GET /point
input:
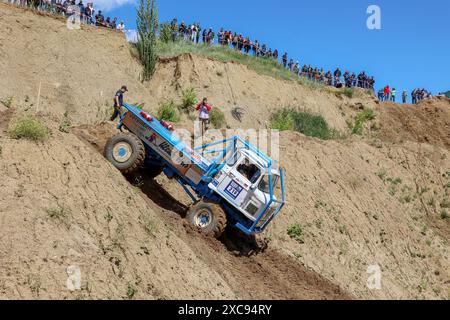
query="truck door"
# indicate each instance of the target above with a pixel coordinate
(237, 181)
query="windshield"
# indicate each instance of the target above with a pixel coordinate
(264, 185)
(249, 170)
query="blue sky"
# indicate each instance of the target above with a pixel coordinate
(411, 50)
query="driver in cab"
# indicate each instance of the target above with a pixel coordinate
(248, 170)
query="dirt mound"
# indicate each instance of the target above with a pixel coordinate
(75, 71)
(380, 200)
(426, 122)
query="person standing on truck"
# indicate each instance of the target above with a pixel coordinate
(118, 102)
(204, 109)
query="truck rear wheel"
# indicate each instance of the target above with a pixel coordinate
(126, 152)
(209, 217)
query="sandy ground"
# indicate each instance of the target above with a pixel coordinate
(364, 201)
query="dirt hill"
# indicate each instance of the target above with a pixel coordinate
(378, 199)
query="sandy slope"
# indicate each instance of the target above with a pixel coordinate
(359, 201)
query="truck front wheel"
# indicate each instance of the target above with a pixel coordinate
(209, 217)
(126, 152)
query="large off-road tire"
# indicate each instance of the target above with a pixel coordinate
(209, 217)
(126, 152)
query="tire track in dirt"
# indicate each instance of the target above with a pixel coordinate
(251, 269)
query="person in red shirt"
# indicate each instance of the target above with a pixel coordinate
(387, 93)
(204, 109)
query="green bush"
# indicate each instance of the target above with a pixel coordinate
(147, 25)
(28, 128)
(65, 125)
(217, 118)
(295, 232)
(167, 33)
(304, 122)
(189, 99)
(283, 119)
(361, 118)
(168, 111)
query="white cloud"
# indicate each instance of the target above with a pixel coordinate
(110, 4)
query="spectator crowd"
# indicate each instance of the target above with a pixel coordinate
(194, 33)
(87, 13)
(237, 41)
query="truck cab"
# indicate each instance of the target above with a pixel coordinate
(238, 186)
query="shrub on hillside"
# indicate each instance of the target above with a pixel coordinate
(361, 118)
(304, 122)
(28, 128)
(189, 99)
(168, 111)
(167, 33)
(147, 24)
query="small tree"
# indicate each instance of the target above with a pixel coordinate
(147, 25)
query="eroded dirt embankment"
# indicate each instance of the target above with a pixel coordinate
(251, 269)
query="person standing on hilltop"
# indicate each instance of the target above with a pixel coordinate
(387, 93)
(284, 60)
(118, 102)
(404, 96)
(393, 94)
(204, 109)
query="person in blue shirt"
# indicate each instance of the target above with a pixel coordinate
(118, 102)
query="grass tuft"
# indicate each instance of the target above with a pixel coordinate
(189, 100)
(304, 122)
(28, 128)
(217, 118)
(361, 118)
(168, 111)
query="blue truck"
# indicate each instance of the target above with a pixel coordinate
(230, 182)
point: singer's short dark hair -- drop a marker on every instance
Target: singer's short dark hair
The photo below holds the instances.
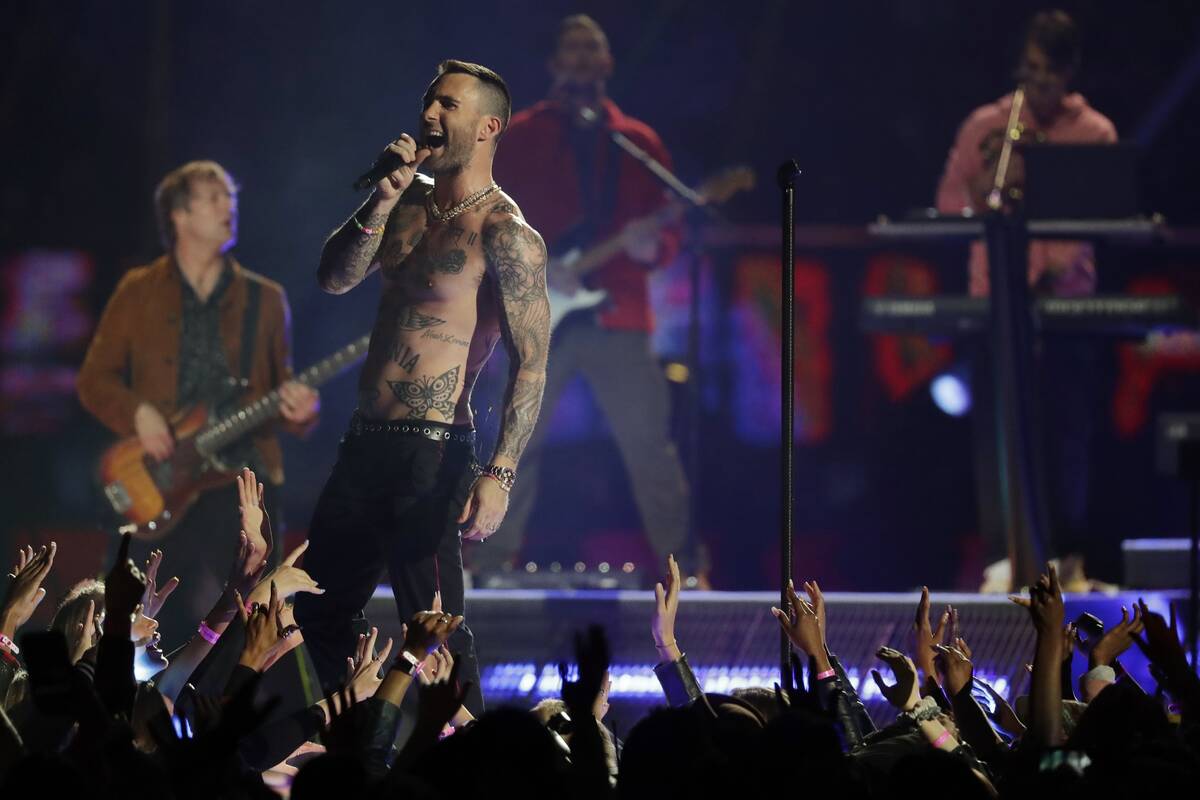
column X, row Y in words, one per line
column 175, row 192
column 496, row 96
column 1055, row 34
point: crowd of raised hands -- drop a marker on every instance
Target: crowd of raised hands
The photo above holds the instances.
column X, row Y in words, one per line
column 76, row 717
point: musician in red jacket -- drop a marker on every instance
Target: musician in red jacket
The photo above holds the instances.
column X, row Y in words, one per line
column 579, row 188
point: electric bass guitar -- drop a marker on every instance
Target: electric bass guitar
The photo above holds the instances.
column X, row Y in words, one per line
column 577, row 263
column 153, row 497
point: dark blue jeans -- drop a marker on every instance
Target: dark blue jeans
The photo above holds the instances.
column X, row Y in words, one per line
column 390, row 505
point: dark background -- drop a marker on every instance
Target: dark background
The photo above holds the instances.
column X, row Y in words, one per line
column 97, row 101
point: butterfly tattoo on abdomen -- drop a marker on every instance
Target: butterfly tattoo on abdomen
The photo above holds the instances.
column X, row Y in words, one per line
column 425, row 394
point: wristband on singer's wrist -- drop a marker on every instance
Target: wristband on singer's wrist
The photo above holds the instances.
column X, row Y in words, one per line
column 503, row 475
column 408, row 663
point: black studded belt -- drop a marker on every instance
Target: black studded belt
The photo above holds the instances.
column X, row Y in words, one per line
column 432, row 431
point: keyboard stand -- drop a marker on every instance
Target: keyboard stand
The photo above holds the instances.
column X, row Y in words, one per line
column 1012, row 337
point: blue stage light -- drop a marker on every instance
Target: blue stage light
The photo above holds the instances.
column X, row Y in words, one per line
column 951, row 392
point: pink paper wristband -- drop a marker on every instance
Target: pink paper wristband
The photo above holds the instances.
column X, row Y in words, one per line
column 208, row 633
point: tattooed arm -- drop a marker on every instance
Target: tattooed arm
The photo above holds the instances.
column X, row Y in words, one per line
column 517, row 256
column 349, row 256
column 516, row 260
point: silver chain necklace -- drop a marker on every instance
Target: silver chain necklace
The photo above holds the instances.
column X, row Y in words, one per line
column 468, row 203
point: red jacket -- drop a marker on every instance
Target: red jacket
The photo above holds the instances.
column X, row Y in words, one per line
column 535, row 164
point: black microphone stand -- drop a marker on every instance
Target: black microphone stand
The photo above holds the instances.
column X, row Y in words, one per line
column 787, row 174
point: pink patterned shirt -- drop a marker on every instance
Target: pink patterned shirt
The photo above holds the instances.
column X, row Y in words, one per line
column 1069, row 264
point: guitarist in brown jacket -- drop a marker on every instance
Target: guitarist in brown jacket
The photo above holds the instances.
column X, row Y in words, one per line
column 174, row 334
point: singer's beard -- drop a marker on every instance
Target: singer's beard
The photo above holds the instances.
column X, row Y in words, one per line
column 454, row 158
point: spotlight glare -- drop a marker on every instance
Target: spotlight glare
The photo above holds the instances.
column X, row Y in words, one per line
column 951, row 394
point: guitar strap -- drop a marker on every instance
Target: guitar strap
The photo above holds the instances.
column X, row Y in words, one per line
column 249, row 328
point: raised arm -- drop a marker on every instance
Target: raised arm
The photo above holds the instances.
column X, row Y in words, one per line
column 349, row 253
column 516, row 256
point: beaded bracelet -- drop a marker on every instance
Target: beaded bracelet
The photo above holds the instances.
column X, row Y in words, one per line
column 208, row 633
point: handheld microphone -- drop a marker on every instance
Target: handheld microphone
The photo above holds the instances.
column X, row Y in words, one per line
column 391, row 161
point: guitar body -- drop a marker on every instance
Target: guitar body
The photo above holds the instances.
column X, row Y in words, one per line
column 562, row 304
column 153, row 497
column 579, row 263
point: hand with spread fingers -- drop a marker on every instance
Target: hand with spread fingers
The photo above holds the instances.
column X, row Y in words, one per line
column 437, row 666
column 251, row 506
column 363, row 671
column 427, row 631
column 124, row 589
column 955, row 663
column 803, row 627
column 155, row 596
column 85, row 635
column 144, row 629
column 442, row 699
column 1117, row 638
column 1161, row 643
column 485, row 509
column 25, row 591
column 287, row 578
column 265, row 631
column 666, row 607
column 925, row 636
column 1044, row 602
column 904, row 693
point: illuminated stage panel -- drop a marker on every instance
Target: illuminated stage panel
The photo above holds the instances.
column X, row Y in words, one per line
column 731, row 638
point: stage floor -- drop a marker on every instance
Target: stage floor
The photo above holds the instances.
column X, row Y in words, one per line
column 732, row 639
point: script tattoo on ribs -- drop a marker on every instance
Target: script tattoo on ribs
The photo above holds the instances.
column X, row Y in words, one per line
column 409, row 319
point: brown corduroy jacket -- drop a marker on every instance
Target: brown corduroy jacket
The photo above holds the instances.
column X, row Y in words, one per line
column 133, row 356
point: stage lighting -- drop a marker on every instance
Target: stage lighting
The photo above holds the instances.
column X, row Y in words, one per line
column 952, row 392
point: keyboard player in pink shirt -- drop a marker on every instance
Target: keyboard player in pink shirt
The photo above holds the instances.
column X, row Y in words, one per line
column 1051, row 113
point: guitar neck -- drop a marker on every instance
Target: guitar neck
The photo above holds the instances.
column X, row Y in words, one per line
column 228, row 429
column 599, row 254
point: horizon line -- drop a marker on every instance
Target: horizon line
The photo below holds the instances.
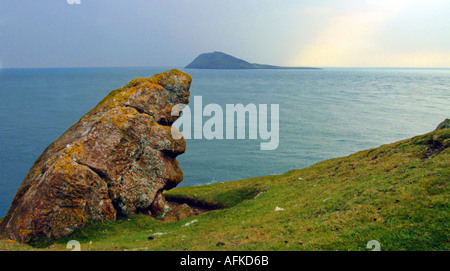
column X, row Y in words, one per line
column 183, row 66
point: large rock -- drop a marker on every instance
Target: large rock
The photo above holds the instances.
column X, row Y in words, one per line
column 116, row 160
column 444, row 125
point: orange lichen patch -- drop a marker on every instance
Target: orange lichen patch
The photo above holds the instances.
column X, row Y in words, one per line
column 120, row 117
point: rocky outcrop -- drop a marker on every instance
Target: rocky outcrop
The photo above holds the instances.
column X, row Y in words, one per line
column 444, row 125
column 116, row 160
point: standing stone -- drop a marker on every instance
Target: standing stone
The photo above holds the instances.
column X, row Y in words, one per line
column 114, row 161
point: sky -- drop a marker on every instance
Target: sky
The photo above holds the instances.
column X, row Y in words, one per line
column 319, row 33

Task to carry out: Copy out word for word the lines from the one containing "point: butterfly tattoo" through the one containing "column 408, row 663" above, both of those lines included.

Answer to the problem:
point: butterfly tattoo on abdomen -- drop a marker on every instance
Target: butterfly tattoo on abdomen
The photo above holds the instances.
column X, row Y in words, one per line
column 425, row 394
point: wristband on singer's wrist -- drop a marker on every instance
Target: wristband on singer's wrist
The photo above holds the instances.
column X, row Y in words, one per line
column 503, row 475
column 408, row 663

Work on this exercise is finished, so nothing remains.